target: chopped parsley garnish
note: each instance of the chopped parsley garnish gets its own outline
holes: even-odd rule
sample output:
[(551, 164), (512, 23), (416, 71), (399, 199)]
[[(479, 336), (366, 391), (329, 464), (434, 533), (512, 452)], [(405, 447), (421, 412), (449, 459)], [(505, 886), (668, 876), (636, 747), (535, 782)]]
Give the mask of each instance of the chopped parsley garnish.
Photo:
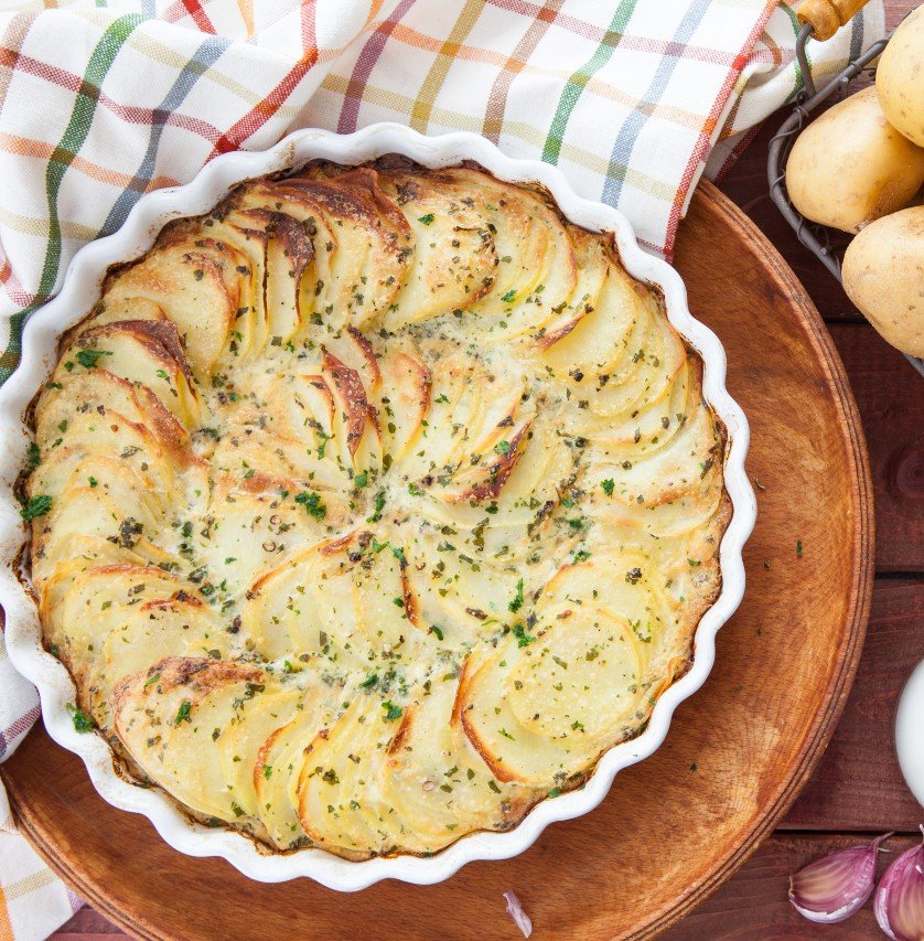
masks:
[(74, 720), (75, 731), (93, 731), (96, 728), (96, 723), (93, 716), (88, 716), (83, 709), (78, 709), (73, 703), (67, 704), (67, 712), (71, 713), (71, 718)]
[(47, 493), (36, 493), (35, 496), (29, 498), (29, 502), (19, 511), (19, 515), (28, 523), (30, 520), (44, 516), (51, 509), (51, 496)]
[(189, 699), (183, 699), (180, 704), (180, 708), (176, 710), (176, 718), (173, 719), (173, 725), (179, 726), (180, 723), (191, 723), (190, 718), (190, 709), (192, 709), (193, 704)]
[(395, 719), (399, 719), (405, 712), (400, 706), (396, 706), (388, 699), (382, 704), (382, 708), (385, 709), (385, 721), (387, 723), (394, 723)]
[(518, 579), (516, 584), (516, 595), (514, 600), (507, 605), (507, 608), (515, 614), (523, 607), (523, 579)]
[(109, 350), (78, 350), (77, 362), (87, 370), (96, 368), (104, 356), (111, 356)]
[(296, 494), (296, 503), (301, 503), (308, 511), (309, 516), (315, 520), (323, 520), (327, 515), (327, 507), (324, 501), (316, 494), (308, 490)]
[(375, 510), (372, 516), (366, 517), (367, 523), (377, 523), (382, 518), (382, 511), (385, 509), (385, 491), (379, 490), (375, 495)]
[(523, 624), (514, 624), (514, 637), (517, 639), (517, 646), (528, 646), (530, 643), (536, 643), (536, 638), (527, 634)]

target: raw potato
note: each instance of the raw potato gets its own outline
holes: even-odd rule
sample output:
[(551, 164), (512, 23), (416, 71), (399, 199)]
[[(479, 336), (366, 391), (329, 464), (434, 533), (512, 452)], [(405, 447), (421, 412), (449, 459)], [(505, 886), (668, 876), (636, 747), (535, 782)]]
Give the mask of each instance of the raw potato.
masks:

__WHAT THE TASK ASKS__:
Rewrite all of the items above with "gets its own outline" changed to "is outlined separately" wherever it occurs, keeping everything else the same. Omit the pictures from your rewrite.

__ANSWER FOR THIS EXERCISE__:
target: chopped parsley garnish
note: each instance of the chopped parsley garnish is outlined separately
holes: even-odd rule
sample output:
[(551, 164), (512, 23), (416, 71), (399, 199)]
[[(479, 336), (366, 391), (329, 464), (434, 533), (512, 452)], [(405, 447), (421, 412), (449, 459)], [(505, 886), (668, 876), (636, 747), (535, 782)]]
Give the mask of each instance of the chopped parsley garnish.
Photo:
masks:
[(74, 720), (75, 731), (93, 731), (96, 728), (96, 723), (93, 716), (88, 716), (83, 709), (78, 709), (73, 703), (67, 704), (67, 712), (71, 713), (71, 718)]
[(47, 493), (36, 493), (35, 496), (29, 498), (29, 502), (19, 511), (19, 515), (28, 523), (30, 520), (44, 516), (51, 509), (51, 496)]
[(189, 699), (183, 699), (180, 704), (180, 708), (176, 710), (176, 718), (173, 719), (173, 725), (179, 726), (180, 723), (191, 723), (190, 718), (190, 709), (192, 709), (193, 704)]
[(395, 719), (399, 719), (405, 712), (400, 706), (396, 706), (388, 699), (382, 704), (382, 708), (385, 709), (385, 721), (387, 723), (394, 723)]
[(518, 579), (516, 584), (516, 595), (514, 600), (507, 605), (507, 608), (515, 614), (523, 607), (523, 579)]
[(109, 350), (78, 350), (77, 362), (87, 370), (96, 368), (104, 356), (111, 356)]
[(296, 494), (296, 503), (301, 503), (308, 511), (309, 516), (315, 520), (323, 520), (327, 515), (327, 507), (324, 501), (316, 494), (308, 490)]
[(375, 510), (372, 516), (366, 517), (367, 523), (377, 523), (382, 518), (382, 511), (385, 509), (385, 491), (379, 490), (375, 495)]
[(523, 624), (514, 624), (514, 637), (517, 639), (517, 646), (528, 646), (530, 643), (536, 643), (536, 638), (527, 634)]

target: raw potato
note: each instance of the raw potato is outlined separately
holes: even-odd rule
sample output:
[(551, 164), (512, 23), (416, 71), (399, 199)]
[[(479, 336), (366, 391), (329, 464), (434, 533), (512, 452)], [(405, 447), (421, 412), (449, 459)], [(505, 886), (668, 876), (636, 747), (535, 782)]]
Give the mask of each instance of the raw potato.
masks:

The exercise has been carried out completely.